# PROBLEM REQUIREMENTS
Please copy each line of the listing below in which the word "reed" appears.
INPUT DATA Block Start
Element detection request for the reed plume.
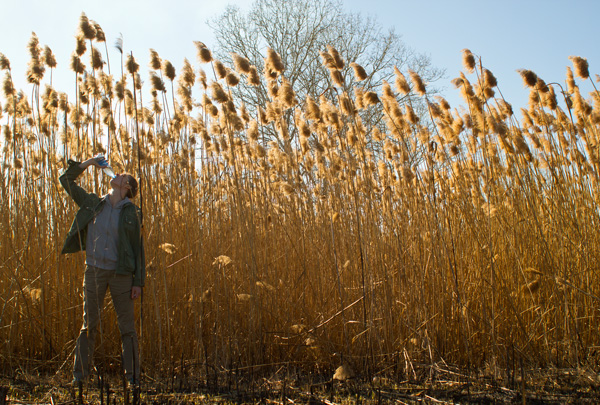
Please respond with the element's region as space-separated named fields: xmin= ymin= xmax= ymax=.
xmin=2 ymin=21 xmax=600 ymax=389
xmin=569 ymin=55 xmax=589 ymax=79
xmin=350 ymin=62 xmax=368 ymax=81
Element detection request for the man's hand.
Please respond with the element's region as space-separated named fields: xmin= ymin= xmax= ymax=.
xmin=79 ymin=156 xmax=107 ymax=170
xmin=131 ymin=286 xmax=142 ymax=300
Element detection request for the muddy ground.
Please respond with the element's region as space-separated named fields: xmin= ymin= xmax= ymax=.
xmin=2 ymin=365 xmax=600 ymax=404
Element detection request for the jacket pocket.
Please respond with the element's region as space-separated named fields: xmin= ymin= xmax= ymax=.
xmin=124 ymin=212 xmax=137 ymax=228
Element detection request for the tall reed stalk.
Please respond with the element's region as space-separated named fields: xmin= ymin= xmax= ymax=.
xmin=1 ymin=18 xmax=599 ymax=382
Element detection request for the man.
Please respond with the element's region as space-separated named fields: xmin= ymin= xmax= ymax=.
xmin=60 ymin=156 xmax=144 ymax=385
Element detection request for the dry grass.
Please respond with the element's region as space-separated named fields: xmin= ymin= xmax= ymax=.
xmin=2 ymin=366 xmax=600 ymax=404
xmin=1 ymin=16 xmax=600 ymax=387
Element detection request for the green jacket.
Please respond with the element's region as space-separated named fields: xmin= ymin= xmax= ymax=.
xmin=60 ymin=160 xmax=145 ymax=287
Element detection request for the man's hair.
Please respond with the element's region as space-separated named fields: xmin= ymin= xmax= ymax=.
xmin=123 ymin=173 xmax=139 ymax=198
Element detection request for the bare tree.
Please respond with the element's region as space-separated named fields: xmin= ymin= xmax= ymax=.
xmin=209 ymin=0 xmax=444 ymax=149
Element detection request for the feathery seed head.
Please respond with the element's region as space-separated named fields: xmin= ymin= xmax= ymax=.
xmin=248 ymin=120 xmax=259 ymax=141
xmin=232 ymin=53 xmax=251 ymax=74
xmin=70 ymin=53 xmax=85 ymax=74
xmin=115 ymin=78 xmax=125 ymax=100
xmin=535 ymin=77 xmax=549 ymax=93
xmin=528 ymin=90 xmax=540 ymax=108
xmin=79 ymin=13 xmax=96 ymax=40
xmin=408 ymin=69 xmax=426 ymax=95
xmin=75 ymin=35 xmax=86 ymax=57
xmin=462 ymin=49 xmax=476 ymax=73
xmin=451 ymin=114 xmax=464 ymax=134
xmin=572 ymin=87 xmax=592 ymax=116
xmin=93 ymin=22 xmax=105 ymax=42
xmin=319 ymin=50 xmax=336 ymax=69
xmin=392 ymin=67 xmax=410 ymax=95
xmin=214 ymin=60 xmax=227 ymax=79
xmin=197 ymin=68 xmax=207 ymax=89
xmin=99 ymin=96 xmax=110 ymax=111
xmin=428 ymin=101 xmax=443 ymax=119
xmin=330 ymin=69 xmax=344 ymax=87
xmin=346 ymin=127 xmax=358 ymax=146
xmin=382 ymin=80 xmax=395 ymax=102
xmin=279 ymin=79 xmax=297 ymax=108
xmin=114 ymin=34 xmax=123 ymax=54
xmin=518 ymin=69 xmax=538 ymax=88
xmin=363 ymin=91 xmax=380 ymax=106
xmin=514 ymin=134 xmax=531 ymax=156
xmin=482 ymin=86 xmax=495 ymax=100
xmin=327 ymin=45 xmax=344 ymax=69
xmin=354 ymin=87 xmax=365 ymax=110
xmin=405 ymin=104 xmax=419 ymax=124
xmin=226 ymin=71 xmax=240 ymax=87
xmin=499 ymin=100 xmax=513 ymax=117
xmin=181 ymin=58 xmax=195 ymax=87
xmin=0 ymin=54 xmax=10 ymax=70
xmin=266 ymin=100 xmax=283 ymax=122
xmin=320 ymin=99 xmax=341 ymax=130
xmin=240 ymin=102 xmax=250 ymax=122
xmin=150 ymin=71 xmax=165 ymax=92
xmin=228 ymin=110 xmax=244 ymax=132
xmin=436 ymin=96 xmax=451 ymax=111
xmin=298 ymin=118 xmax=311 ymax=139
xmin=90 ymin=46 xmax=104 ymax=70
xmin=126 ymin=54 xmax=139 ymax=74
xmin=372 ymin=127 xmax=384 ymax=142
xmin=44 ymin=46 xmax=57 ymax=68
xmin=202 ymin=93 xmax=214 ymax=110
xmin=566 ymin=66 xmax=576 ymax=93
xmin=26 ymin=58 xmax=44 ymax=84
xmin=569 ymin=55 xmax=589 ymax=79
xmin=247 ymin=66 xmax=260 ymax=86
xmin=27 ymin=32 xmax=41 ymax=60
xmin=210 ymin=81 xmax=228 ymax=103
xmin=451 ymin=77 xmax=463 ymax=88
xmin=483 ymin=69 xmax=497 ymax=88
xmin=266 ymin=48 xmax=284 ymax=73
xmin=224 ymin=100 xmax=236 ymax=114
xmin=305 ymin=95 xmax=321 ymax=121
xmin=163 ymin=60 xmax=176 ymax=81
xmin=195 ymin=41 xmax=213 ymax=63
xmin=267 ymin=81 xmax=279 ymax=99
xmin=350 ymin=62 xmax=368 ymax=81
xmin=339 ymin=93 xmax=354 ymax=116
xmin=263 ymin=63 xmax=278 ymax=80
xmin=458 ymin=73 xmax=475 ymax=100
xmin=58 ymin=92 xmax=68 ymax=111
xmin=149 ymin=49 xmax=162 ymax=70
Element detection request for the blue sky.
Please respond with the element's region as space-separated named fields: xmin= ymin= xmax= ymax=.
INPUT DATA Block End
INPUT DATA Block Start
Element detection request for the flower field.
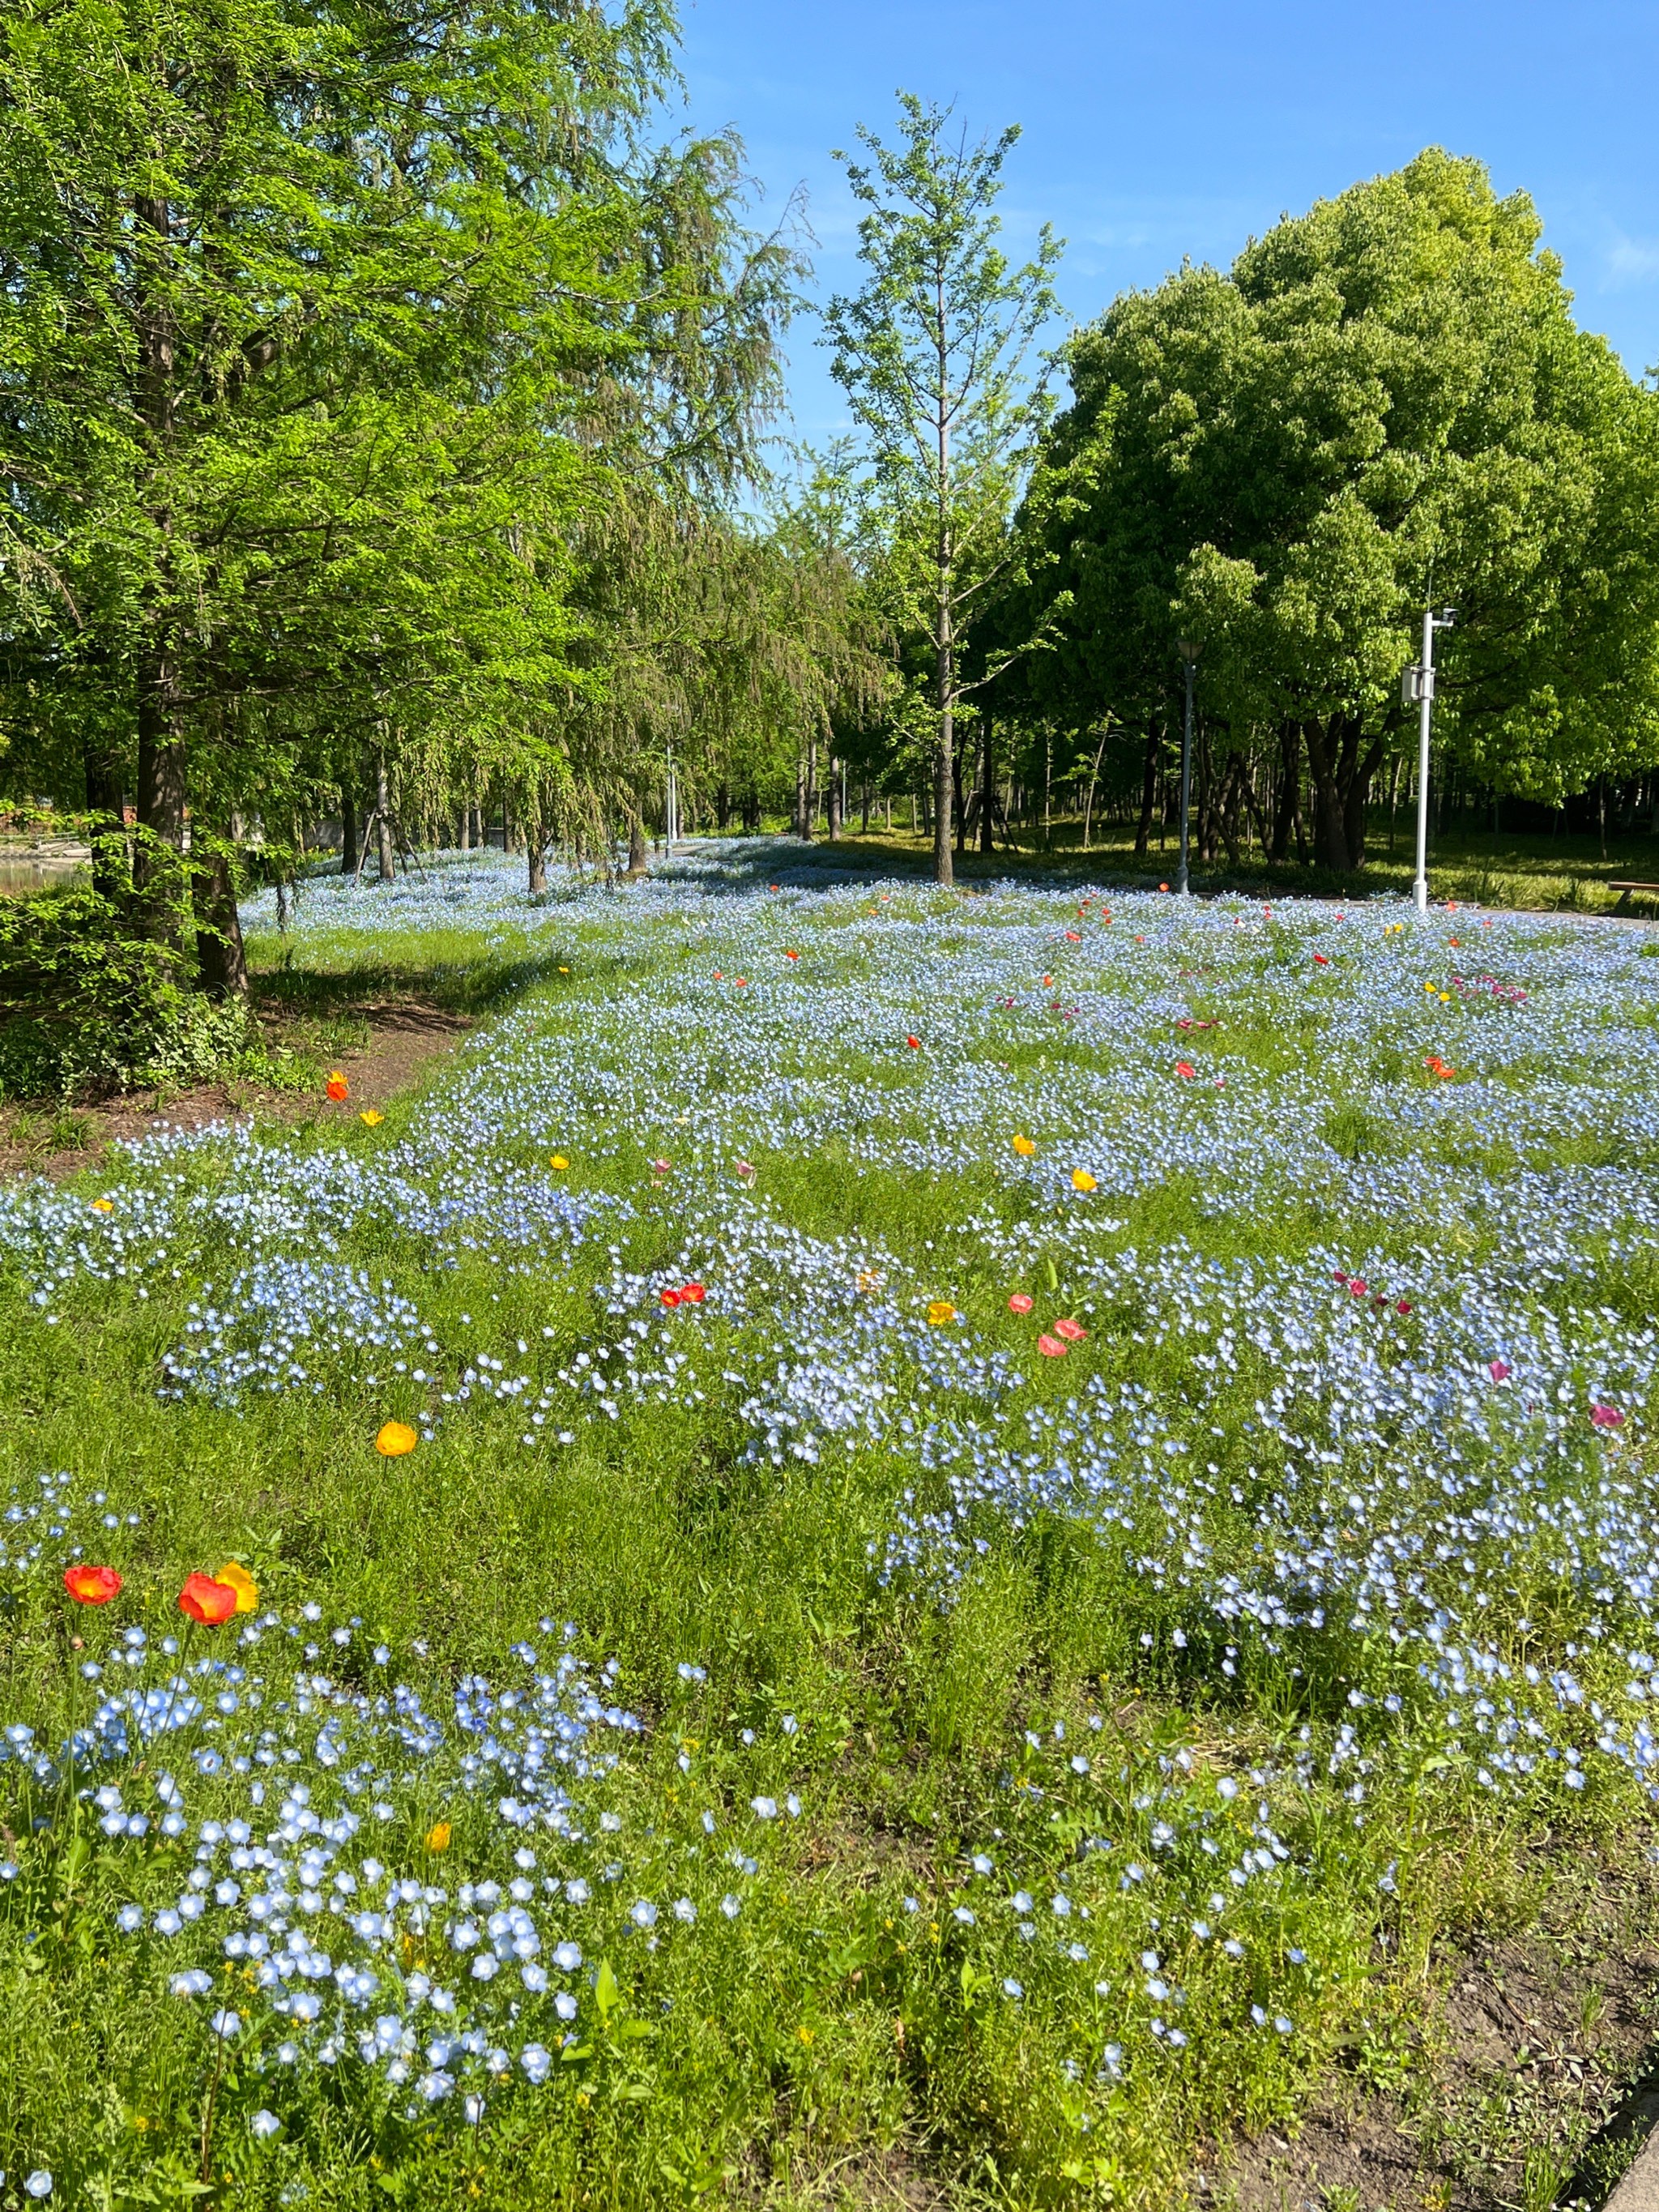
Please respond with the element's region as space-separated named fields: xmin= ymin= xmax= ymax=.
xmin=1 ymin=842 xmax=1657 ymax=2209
INPUT DATA Block End
# COMPLETED TASK
Element detection request for the reed plume.
Element detection request for the tall reed stalk.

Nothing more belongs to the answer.